(Excerpt to read)
[Date Prev][Date Next][Thread Prev][Thread Next][Date Index][Thread Index]

Re: [Condor-users] [gt-user] Wanna Help



Martin,

To me, this looks like a condor problem rather then a globus problem. Can your grid user submit condor jobs directly using condor_submit? A complete stab in the dark, but you did start up the condor_master process as root, didn't you?

Cheers,

Andrew



On 19 Apr 2007, at 16:35, Martin Feller wrote:

Mehdi,
it seems like what can be seen in the SchedLog is the problem.
seems like some permissions on files should be changed from user
grid to condor, which fails. sorry, this exceeds my condor knowledge.
good luck!
Martin

Dear Martin,
Excuse me Martin, Yes, the local user-account  gets mapped to DN in
the grid-mapfile
on the condor compute nodes.
The following are condor logs.
--------------------------------------------------------------
/home/condor/hosts/Server/log/SchedLog:4/19 16:11:28 (pid:3046)
(154.135) Failed to chown
/home/condor/hosts/Server/spool/cluster154.proc135.subproc0 from 504
to 506.507.  User may run into permissions problems when fetching
sandbox.
------------------------------------------------------------------------------------------- /home/condor/hosts/localhost002/log/StarterLog:4/19 23:00:40 Failed to
open '/home/grid/.globus/job/server.eng4.shirazu.ac.ir/30671.1176986459/stdout011' as standard output: Permission denied (errno 13)
/home/condor/hosts/localhost002/log/StarterLog:4/19 23:00:40 Failed to
open '/home/grid/.globus/job/server.eng4.shirazu.ac.ir/30671.1176986459/stderr011' as standard error: Permission denied (errno 13)
The following are /etc/passwd on Server and Condor compute nodes.
grid:x:504:504::/home/grid:/bin/bash
gwadmin:x:505:506::/home/gwadmin:/bin/bash
condor:x:506:507::/home/condor:/bin/bash
On 4/19/07, Martin Feller <feller@xxxxxxxxxxx> wrote:
Mehdi,
Do the Condor-logs provide more information about that?
Is the local user-account, to which your DN in the grid-mapfile
gets mapped, available on the condor compute nodes?
Martin

> Hi Martin,
> Yest It work with fork jobmanager.
>
> On 4/19/07, Martin Feller <feller@xxxxxxxxxxx> wrote:
>> Does it work with fork?
>> Martin
>>
>> > Hi,
>> >  I want to submit a job to Condor pool via Globus GRAM. I define the
>> > following RSL script. I submit my job by "globusrun  -f test2.rsl"

(Written exercise)
Please answer these questions about the Condor thread above:
(a) Which jobmanager did the job work with?
(b) What user ID and group ID does the condor account have in the /etc/passwd lines?
(c) Which process does Andrew ask about having been started as root?

(Listed entries)
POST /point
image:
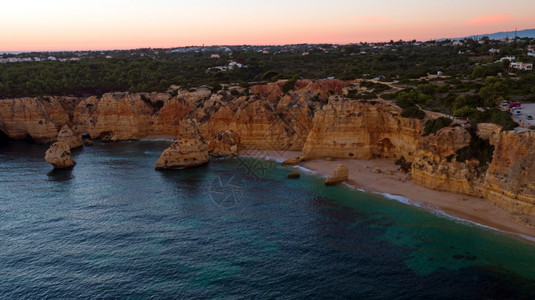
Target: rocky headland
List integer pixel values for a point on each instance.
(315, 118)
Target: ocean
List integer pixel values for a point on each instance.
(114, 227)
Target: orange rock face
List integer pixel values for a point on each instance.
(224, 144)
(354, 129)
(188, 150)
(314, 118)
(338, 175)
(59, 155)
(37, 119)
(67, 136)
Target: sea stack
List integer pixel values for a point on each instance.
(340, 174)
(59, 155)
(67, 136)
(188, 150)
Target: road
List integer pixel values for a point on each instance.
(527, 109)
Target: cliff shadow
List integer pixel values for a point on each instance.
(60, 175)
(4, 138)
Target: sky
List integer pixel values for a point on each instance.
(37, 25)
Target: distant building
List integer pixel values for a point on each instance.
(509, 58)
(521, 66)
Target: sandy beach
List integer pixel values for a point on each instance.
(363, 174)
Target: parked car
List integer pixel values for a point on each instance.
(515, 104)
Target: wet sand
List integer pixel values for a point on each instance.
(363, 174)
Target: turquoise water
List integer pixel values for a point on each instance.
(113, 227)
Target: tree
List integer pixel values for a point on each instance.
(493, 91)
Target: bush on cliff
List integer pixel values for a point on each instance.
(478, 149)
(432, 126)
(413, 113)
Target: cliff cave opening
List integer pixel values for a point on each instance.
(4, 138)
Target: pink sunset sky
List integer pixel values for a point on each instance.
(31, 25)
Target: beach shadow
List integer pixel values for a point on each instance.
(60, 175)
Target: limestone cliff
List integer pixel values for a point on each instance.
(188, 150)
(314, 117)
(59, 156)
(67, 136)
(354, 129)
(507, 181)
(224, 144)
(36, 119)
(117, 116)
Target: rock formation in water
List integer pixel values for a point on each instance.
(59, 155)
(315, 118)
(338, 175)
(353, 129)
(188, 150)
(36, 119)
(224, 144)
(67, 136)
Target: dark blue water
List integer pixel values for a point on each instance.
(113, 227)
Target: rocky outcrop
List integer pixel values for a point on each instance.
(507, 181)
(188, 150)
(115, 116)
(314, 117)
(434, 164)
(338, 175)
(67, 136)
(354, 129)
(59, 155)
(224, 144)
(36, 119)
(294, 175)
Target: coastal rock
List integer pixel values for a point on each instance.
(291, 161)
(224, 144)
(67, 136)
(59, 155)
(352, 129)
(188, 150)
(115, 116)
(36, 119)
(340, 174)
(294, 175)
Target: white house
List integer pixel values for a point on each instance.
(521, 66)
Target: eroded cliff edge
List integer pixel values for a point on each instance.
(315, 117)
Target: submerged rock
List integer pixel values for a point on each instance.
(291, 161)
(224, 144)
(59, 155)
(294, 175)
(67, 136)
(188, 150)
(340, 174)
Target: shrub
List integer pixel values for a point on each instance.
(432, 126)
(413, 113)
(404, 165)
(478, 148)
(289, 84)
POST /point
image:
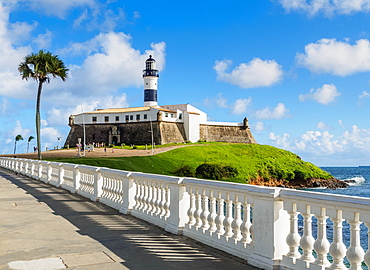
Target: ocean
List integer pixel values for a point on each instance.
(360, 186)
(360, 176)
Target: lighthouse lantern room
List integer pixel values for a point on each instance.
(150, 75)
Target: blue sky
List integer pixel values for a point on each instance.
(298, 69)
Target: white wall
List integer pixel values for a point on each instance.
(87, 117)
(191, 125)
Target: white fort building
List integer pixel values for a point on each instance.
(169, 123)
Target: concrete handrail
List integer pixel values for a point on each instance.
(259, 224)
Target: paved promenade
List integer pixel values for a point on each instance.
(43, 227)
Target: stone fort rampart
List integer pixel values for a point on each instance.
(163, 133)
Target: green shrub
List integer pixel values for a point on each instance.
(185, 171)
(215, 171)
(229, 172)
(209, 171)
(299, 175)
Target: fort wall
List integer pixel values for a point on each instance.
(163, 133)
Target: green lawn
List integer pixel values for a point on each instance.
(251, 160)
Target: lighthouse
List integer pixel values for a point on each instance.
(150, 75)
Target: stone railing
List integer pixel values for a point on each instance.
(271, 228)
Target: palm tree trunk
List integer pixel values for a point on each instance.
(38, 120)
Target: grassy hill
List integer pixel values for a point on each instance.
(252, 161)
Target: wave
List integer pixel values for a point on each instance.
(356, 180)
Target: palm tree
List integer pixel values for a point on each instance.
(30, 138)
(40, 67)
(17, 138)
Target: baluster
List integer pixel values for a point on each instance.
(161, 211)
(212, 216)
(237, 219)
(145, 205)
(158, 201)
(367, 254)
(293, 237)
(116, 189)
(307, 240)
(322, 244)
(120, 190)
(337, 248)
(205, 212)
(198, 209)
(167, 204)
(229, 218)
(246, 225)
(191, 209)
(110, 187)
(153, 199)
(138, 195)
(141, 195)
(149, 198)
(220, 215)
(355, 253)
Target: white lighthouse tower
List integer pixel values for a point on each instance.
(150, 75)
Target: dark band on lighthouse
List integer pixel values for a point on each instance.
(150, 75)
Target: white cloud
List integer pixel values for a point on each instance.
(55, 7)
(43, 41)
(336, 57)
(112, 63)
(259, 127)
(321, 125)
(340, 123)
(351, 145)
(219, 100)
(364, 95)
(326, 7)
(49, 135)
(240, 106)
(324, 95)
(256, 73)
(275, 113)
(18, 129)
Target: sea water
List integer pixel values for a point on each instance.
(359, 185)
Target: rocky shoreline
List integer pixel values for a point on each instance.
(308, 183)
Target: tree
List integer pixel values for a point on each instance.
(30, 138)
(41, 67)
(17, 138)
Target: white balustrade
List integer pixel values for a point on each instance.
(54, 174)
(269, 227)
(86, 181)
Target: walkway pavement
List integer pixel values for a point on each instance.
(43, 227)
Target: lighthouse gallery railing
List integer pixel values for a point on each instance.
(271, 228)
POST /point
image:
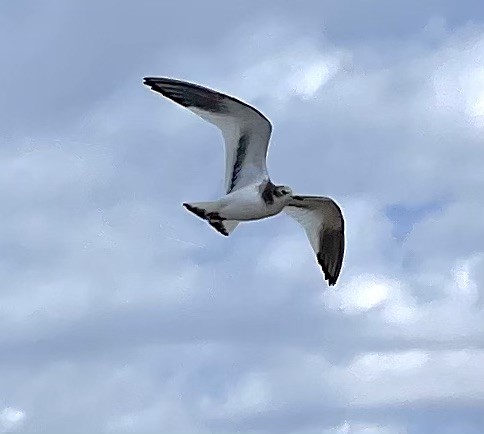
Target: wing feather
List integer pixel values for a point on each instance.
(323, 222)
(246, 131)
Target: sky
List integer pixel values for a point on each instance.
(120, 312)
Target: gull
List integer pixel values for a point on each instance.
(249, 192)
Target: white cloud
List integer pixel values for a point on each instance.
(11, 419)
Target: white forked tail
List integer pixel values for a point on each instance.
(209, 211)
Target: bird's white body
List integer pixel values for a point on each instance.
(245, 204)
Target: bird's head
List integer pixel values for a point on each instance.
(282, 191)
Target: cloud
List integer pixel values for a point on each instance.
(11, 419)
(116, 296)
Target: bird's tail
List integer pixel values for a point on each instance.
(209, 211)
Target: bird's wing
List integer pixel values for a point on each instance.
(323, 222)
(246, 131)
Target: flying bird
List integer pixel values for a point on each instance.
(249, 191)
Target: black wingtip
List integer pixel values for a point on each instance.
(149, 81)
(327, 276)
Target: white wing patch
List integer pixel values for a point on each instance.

(Right answer)
(a) The fork jobmanager.
(b) User ID 506 and group ID 507.
(c) The condor_master process.